EXERCISE OBJECTIVE: Word for word, reproduce every record in the listing below.

********

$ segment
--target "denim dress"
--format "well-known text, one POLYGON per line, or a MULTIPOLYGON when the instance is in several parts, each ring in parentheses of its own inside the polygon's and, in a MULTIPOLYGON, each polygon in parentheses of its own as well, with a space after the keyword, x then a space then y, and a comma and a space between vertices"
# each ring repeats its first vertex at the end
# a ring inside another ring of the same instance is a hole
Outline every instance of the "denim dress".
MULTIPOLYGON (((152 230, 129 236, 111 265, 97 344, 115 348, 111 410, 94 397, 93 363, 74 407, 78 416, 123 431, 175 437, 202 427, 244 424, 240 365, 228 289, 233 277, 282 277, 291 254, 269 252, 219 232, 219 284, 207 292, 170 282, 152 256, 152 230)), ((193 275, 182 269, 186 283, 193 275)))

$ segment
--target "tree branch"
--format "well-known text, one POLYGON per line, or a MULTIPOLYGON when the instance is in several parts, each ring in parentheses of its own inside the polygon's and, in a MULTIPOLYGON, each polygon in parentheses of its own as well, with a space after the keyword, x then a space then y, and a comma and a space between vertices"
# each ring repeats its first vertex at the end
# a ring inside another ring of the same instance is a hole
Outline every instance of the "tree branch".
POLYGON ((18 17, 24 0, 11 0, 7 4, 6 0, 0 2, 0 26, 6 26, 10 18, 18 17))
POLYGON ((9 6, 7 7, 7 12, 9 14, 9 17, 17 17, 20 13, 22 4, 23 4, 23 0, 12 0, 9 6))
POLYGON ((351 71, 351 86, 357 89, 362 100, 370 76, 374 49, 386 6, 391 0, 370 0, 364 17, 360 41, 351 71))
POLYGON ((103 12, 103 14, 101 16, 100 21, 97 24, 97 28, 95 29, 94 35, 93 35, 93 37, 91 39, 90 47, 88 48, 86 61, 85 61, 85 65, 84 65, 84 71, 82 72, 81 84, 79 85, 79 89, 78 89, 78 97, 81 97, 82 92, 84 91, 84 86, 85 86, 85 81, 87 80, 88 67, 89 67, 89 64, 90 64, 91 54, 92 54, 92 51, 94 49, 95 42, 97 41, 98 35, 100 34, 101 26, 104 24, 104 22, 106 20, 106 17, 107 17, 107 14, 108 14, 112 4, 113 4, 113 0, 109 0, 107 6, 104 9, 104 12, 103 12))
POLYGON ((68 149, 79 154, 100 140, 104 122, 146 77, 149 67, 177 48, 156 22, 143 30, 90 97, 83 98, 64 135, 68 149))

********

RESULT OF THE TASK:
$ segment
--target "denim dress"
--format "well-known text, one POLYGON per line, or a MULTIPOLYGON when the instance is in several parts, each ring in parentheses of its own inside the polygon's and, in a MULTIPOLYGON, each polygon in parentheses of its own as well, with a space after the keyword, x then a space then y, and a comma and a space between vertices"
# each ring repeats its first vertex at the end
# a ring inside another ring of the same instance is a hole
Outline every instance of the "denim dress".
MULTIPOLYGON (((152 230, 129 236, 111 265, 97 344, 115 348, 111 410, 94 397, 93 363, 74 407, 78 416, 123 431, 175 437, 202 427, 244 424, 240 365, 228 289, 233 277, 282 277, 291 254, 269 252, 219 232, 219 284, 207 292, 170 282, 152 256, 152 230)), ((193 275, 182 269, 186 283, 193 275)))

$ segment
--target "tree branch"
--format "well-known text, one POLYGON per line, or a MULTIPOLYGON when the instance is in several parts, each ring in parentheses of its own inside the polygon's and, in a MULTIPOLYGON, each polygon in parentheses of its own as well, with a space after the keyword, x then a space then y, and a comma and a space between vertices"
# each ring repeats its first vertex at the end
# a ring inside another ring of the same instance is a hole
Outline every instance of the "tree branch".
POLYGON ((18 17, 24 0, 11 0, 7 4, 6 0, 0 2, 0 26, 6 26, 10 18, 18 17))
POLYGON ((9 6, 7 7, 7 12, 9 14, 9 17, 17 17, 20 13, 22 4, 23 4, 23 0, 12 0, 9 6))
POLYGON ((351 71, 351 86, 357 89, 362 100, 370 76, 374 49, 386 6, 391 0, 370 0, 364 17, 360 41, 351 71))
POLYGON ((103 12, 103 14, 101 16, 100 21, 97 24, 97 28, 95 29, 94 35, 93 35, 93 37, 91 39, 90 47, 88 48, 86 61, 85 61, 85 65, 84 65, 84 71, 82 72, 81 84, 79 85, 79 89, 78 89, 78 97, 81 97, 82 92, 84 91, 84 86, 85 86, 85 81, 87 80, 88 67, 89 67, 89 64, 90 64, 91 54, 92 54, 92 51, 94 49, 95 42, 97 41, 98 35, 100 34, 101 26, 104 24, 104 22, 106 20, 106 17, 107 17, 107 14, 108 14, 112 4, 113 4, 113 0, 109 0, 107 6, 104 9, 104 12, 103 12))
POLYGON ((68 149, 79 154, 100 140, 104 122, 146 77, 149 67, 177 48, 156 22, 143 30, 90 97, 83 98, 64 135, 68 149))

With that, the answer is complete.